*TASK GOAL:* Extract every line of the listing below without changing a word, and leave the pictures out of your answer.

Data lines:
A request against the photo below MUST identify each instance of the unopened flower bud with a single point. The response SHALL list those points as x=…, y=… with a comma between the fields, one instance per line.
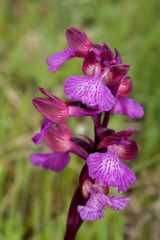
x=128, y=150
x=78, y=41
x=125, y=86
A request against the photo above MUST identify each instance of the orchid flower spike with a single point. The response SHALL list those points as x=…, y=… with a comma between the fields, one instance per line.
x=100, y=93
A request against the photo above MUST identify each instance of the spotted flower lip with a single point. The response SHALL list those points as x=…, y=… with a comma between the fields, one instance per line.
x=108, y=170
x=90, y=90
x=126, y=149
x=95, y=206
x=102, y=91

*THE RESPONSE:*
A request against the photo below MUST identify each instance of the unopened flower bud with a single point. The response SHALL list those points as x=…, y=… with a comma between the fields, one instance per line.
x=128, y=150
x=78, y=41
x=125, y=86
A request against the photo above MUST identify each instance of the orchid flower spike with a single point. The response SHALL list those points as x=…, y=… with a comma between the fields, one instance per line.
x=100, y=93
A request against the photo above MUST identify each instance of the spotted flower lip with a single point. The response SHALL list those points as x=…, y=… with a comma between the fields, one instance per line.
x=108, y=170
x=90, y=90
x=126, y=149
x=95, y=206
x=102, y=91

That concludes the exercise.